YOUR ASSIGNMENT :: The records below need to come back exactly as they are, pictures omitted.

SUPPLIED RECORDS ::
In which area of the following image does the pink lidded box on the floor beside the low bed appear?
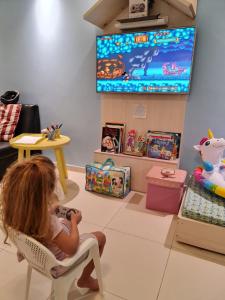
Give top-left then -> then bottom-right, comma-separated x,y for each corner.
146,166 -> 187,214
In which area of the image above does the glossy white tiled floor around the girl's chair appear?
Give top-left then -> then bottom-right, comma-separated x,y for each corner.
0,172 -> 225,300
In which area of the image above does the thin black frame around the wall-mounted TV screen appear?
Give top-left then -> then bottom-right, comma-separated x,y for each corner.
95,25 -> 197,95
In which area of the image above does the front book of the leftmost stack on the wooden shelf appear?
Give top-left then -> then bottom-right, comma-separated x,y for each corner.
101,126 -> 121,153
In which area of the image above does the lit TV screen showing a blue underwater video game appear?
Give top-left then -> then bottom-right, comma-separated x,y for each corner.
96,27 -> 195,94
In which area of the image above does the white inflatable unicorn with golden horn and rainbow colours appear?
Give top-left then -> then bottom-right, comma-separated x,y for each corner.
194,129 -> 225,198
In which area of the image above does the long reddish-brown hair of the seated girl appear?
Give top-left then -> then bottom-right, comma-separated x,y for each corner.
1,156 -> 56,242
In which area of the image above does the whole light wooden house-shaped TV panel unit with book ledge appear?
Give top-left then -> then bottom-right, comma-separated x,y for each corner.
84,0 -> 197,192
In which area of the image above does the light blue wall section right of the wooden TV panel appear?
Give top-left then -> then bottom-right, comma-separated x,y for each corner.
181,0 -> 225,171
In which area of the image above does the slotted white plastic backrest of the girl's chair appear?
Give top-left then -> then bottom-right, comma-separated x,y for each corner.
9,228 -> 59,277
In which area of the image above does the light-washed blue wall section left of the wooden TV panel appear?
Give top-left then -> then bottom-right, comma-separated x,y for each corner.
0,0 -> 100,165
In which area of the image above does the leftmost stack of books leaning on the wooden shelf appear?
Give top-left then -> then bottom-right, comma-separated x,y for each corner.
101,122 -> 125,153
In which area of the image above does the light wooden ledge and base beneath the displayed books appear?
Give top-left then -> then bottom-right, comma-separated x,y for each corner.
94,149 -> 180,193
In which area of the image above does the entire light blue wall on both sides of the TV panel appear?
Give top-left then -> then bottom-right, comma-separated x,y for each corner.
0,0 -> 225,171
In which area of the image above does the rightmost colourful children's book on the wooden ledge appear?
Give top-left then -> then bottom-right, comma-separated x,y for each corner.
147,130 -> 181,160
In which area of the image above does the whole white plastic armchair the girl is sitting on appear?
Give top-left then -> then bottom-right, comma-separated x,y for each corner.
6,229 -> 103,300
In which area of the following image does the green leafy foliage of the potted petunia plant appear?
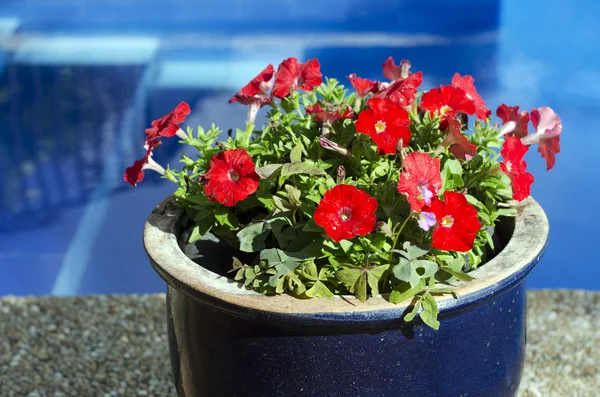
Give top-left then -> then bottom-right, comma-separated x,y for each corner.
165,79 -> 514,329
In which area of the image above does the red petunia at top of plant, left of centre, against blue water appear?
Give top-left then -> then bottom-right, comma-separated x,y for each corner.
271,58 -> 323,98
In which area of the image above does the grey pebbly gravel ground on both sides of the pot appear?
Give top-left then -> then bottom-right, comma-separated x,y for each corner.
0,290 -> 600,397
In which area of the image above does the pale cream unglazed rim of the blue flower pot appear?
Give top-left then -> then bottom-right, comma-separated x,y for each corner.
143,197 -> 549,325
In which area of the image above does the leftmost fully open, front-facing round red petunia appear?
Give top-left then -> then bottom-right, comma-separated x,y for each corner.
204,149 -> 260,207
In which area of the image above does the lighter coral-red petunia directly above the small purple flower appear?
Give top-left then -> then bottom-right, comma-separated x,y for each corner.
398,152 -> 442,212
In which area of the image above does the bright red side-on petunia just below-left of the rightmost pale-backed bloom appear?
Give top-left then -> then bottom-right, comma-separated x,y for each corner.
500,136 -> 533,201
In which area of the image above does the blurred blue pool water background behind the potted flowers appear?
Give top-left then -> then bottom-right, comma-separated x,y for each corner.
0,0 -> 600,295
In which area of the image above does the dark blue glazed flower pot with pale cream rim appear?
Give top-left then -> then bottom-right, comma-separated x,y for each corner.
144,198 -> 548,397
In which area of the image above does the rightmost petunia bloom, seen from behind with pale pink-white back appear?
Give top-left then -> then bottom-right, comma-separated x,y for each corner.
521,106 -> 562,171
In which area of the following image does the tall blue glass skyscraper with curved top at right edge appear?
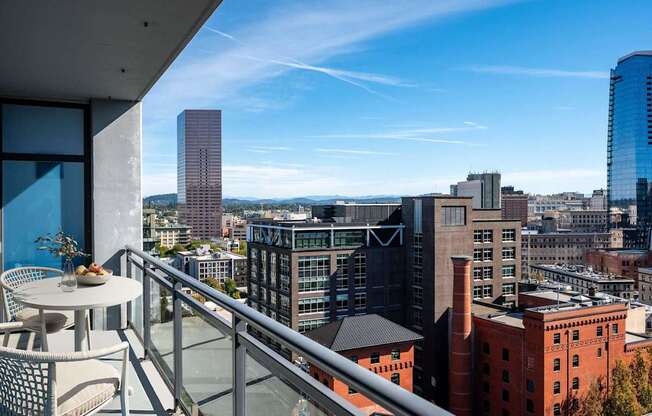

ANSWER SECTION ::
In which area of the following image does the pink lidded box on the floor beside the low bed appear?
Give top-left then -> then bottom-right, comma-separated x,y for each corner.
146,166 -> 187,214
In which area of the image above does the glossy white tiled floor around the girl's chair appear?
Give top-left then -> then bottom-right, comma-separated x,y for each corner.
0,172 -> 225,300
In which area of the image above does the thin black frame around the wall-mounted TV screen appear?
Give top-left then -> then bottom-right, comma-separated x,y for each corner.
95,25 -> 197,95
In which area of the image above does the front book of the leftmost stack on the wooden shelf appear?
Give top-left then -> then bottom-right, comma-separated x,y for each corner.
101,126 -> 121,153
In which area of the image above does the lit TV screen showing a blue underwater video game appear?
Give top-left then -> then bottom-right, comma-separated x,y for each corner.
96,27 -> 195,94
In which area of the image above does the white inflatable unicorn with golden horn and rainbow colours appear?
Give top-left then -> then bottom-right, comma-separated x,y for each corner.
194,129 -> 225,198
In which area of the image above does the long reddish-brown hair of the seated girl appear?
Give top-left then -> then bottom-right, comma-separated x,y for each corner.
1,156 -> 56,242
In which area of the image above does the whole light wooden house-shaped TV panel unit with book ledge appear?
Give top-left then -> then bottom-right, comma-separated x,y for each corner.
84,0 -> 197,192
In which area of the image above does the light blue wall section right of the wooden TV panel appear?
Give top-left then -> then bottom-right, comma-separated x,y for each corner.
181,0 -> 225,171
In which area of the image above does the slotted white plastic backrest of the girl's chair appear?
Give top-left then -> then bottom-right, comma-separated x,y for each corner.
9,228 -> 59,277
In which area of the image above does the light-washed blue wall section left of the wooden TV panel appear?
Give top-left then -> then bottom-right, comma-separated x,y for each corner.
0,0 -> 100,165
In which area of the image above does the leftmost stack of books leaning on the wooden shelf appear?
Give top-left then -> then bottom-right, comma-separated x,y for each corner.
101,122 -> 125,153
In which area of the image above does the light wooden ledge and base beneath the displayed books appear?
Give top-left then -> then bottom-right, comma-separated x,y for each corner.
94,149 -> 180,193
In which area of the image above does the entire light blue wall on both sides of the TV panel appear?
Give top-left then -> then bottom-right, comma-separated x,y for each corner.
0,0 -> 225,171
In which area of the image above does the rightmost colourful children's book on the wooden ledge appear?
Give top-left then -> then bottom-right, comma-separated x,y for each corner.
147,130 -> 181,160
In which area of the image above does the whole white plastic armchair the girl is sitting on appear?
Give top-left then -> then bottom-right, comma-separated x,y for each corner.
6,229 -> 103,300
In which area of the following image does the green leafy foliage of the potted petunia plant appear?
Give top-left then -> then bottom-right, comma-separated x,y for each corner.
165,79 -> 514,329
In which area of the image above does the red petunia at top of plant, left of centre, against blue water appear?
Give top-left then -> then bottom-right, comma-separated x,y for each corner.
271,58 -> 323,98
In which area of the image above does the grey pebbly gravel ground on both sides of the pot appear?
Give top-left then -> then bottom-right, comma-separated x,y for each corner.
0,290 -> 600,397
In which area of the image above does the pale cream unglazed rim of the blue flower pot appear?
Give top-left then -> then bottom-right, comma-separated x,y for each corner.
143,197 -> 549,325
In which area of the image above does the leftmost fully open, front-facing round red petunia appear?
Give top-left then -> then bottom-right, comma-separated x,y for each corner.
204,149 -> 260,207
In which area of the image above does the lighter coral-red petunia directly above the small purple flower appear?
Give top-left then -> then bottom-right, comma-separated x,y for each corner.
398,152 -> 442,212
In which area of the image above does the bright red side-on petunia just below-left of the rightmost pale-backed bloom appear?
Give top-left then -> then bottom-right, comma-separated x,y for each corner.
500,136 -> 533,201
In which area of the image above does the blurred blue pool water background behind the potted flowers appear?
Give top-left then -> then bottom-right, comma-separated x,y for each corner.
0,0 -> 600,295
In which area of the image above does the dark blue glazed flower pot with pale cream rim appear?
Give top-left then -> then bottom-right, comma-separated x,y for each corner.
144,198 -> 548,397
In which area of the image above does the rightmost petunia bloom, seen from behind with pale pink-white back appear?
Give top-left then -> then bottom-right, comma-separated x,y for each corner.
521,106 -> 562,171
In which area of the following image does the tall blue glass skyscraper with curved top at right edge appear?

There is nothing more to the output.